··· PROVIDED INFORMATION ···

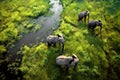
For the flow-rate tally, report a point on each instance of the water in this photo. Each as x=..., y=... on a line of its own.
x=47, y=24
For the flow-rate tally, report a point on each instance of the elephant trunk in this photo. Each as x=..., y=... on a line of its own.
x=62, y=46
x=100, y=27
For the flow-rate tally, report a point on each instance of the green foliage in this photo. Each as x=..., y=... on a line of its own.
x=99, y=55
x=16, y=16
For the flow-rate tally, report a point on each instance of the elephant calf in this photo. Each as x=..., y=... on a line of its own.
x=92, y=24
x=53, y=40
x=83, y=15
x=67, y=61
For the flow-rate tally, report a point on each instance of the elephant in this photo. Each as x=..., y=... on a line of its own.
x=67, y=61
x=83, y=15
x=53, y=40
x=92, y=24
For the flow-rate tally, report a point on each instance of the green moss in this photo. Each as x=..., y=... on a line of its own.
x=97, y=54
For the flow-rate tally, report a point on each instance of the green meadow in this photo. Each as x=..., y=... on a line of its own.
x=98, y=53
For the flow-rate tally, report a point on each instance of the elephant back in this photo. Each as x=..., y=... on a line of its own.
x=63, y=60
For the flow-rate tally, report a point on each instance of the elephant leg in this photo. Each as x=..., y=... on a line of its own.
x=67, y=69
x=85, y=19
x=49, y=44
x=75, y=66
x=54, y=44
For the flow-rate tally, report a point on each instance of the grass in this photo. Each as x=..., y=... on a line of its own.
x=16, y=16
x=99, y=55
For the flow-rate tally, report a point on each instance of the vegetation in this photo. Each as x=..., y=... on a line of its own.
x=98, y=53
x=15, y=18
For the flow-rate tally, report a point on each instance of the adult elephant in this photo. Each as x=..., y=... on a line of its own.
x=83, y=15
x=67, y=61
x=92, y=24
x=53, y=40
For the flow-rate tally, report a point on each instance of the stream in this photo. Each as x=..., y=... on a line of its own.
x=46, y=23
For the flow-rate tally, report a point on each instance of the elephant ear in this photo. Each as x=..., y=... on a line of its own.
x=99, y=20
x=74, y=56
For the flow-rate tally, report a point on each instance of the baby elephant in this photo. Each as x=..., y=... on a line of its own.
x=67, y=61
x=92, y=24
x=53, y=40
x=83, y=15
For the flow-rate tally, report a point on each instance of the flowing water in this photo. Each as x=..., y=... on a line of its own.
x=47, y=26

···

**EXERCISE DETAILS:**
Whenever a line holds a picture, print that line without the picture. All other data must be output exactly.

**ANSWER SECTION:**
For the flow-rate tally, report a point on each instance of the water in this photo. Each as x=..., y=... on a line of its own.
x=47, y=24
For the flow-rate tally, report a point on each instance of the elephant trunk in this photo. Each as x=..., y=... on a line of its own.
x=62, y=46
x=100, y=27
For the flow-rate tally, report a point on each instance of the green foliage in this photo. Each as x=..., y=... on a line of its own.
x=99, y=55
x=16, y=16
For the flow-rate tally, report a point on each instance of the elephant calf in this photo. Each as x=..., y=... on a line of its own.
x=92, y=24
x=53, y=40
x=83, y=15
x=67, y=61
For the flow-rate tally, report a point on each instance of the elephant in this photo. Each as x=..., y=... on a line of its own.
x=67, y=61
x=83, y=15
x=53, y=40
x=92, y=24
For the flow-rate tally, report a point on each instance of the green moss in this photo. Each as x=..., y=... on a line of its own.
x=97, y=54
For the flow-rate tally, report a point on each instance of the green meadow in this photo. Each as x=..., y=... on a line of its own.
x=98, y=53
For the flow-rate tally, report a point on each instance of the elephant back in this photo. Each as x=..., y=... on a line of its own.
x=63, y=60
For the flow-rate tally, report a point on each instance of the elephant leg in this photo. Each as x=..., y=... on a line of its own.
x=67, y=69
x=85, y=19
x=49, y=44
x=75, y=66
x=54, y=44
For the flow-rate tally, report a point on each instance of the grass in this photo. Each as x=..., y=... on a line of its own.
x=16, y=16
x=99, y=55
For the flow-rate tally, report a point on each instance of the vegetation in this photo. Each as x=..., y=... on a line of its own.
x=98, y=53
x=15, y=18
For the flow-rate tally, report a point on each instance of the adult elephant in this photo. Each as x=..., y=... on a line of its own.
x=83, y=15
x=67, y=61
x=92, y=24
x=53, y=40
For the flow-rate tally, report a point on each instance of the stream in this photo. Each as x=..., y=... on a line of its own.
x=46, y=23
For the flow-rate tally, report a point on each instance of the elephant ear in this photo. Each as x=..., y=... on a line of its own.
x=99, y=20
x=74, y=56
For the flow-rate tally, report a point on each instance of the baby elephant in this photo. Each as x=..., y=... on a line of its own.
x=67, y=61
x=92, y=24
x=53, y=40
x=83, y=15
For the flow-rate tally, report a point on each instance of the flowing water in this photo. Each as x=..., y=... on a line of its own.
x=47, y=26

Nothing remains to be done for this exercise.